NEWS RELEASE–FOR IMMEDIATE RELEASE Date: Dec. 23, 2019
Contact: Lori Gilbert
DHW reports first flu-related deaths this season
The first two deaths among Idaho residents this influenza season have been reported to the Department of Health and Welfare. Two women in northern Idaho, both over the age of 70 years, died from flu-related causes.
“The Idaho Department of Health and Welfare is reminding residents that flu can be serious,” says Dr. Leslie Tengelsen, the Idaho Influenza Surveillance Coordinator. “Although these deaths occurred in northern Idaho, influenza activity is on the rise statewide. One important prevention measure for Idahoans is to get an annual flu shot.”
Local public health officials in Idaho are also responding to outbreaks of influenza among residents of assisted-living and long-term care facilities in several communities throughout the state. Influenza can spread rapidly in residential facilities. It’s important that the people who live there, their caregivers, staff, and visitors are all vaccinated and follow good hand-washing and sanitation practices to prevent spreading flu.
Influenza is contagious, causing respiratory illness in 5 to 20 percent of the population every year. Symptoms include fever, cough, sore throat, runny nose, body aches, headache, chills, or fatigue. Although most people who get influenza recover after a few days, some people may develop serious complications. The good news is that flu can be prevented.
Everyone over six months of age should get an annual influenza vaccine. Getting the flu shot every year is especially important for people at higher risk for serious flu-related complications including people with chronic health conditions, pregnant women, young children, and anyone 65 years of age or older. Talk to your healthcare provider or pharmacist to determine which flu vaccine is best for you.
——————————
## [Your tasks]
1: Quote the flu news release from "Everyone over six" up to and including "best for you.".
2: According to the flu news release, why should the people who live in assisted-living and long-term care facilities, along with their caregivers, staff, and visitors, all be vaccinated and follow good hand-washing and sanitation practices? Answer in one to three sentences.
You won't need the stored data entries.

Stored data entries
——————————
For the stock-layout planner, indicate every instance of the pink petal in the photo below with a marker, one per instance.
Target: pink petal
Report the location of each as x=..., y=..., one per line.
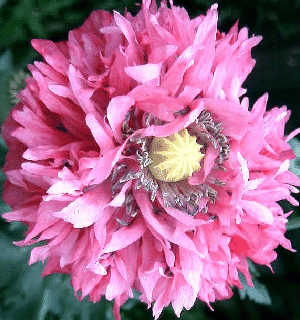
x=116, y=112
x=86, y=209
x=144, y=73
x=258, y=211
x=125, y=236
x=102, y=138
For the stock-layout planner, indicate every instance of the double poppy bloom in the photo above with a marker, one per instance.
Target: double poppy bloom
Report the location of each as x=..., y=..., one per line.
x=136, y=161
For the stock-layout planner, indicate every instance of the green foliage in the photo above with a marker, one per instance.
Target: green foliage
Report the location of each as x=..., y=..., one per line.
x=257, y=293
x=23, y=293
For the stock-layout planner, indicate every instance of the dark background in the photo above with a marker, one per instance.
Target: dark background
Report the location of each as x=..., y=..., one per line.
x=23, y=294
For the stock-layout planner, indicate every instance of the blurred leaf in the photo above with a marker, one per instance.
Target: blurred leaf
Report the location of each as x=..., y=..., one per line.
x=258, y=293
x=295, y=163
x=293, y=223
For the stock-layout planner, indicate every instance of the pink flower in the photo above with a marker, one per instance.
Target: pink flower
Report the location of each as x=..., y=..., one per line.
x=133, y=155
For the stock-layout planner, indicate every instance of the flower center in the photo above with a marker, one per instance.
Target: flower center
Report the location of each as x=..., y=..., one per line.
x=175, y=157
——————————
## [Task-by-task solutions]
1:
Everyone over six months of age should get an annual influenza vaccine. Getting the flu shot every year is especially important for people at higher risk for serious flu-related complications including people with chronic health conditions, pregnant women, young children, and anyone 65 years of age or older. Talk to your healthcare provider or pharmacist to determine which flu vaccine is best for you.

2: Influenza can spread rapidly in residential facilities. Vaccination and good hand-washing and sanitation practices among everyone there help prevent spreading flu.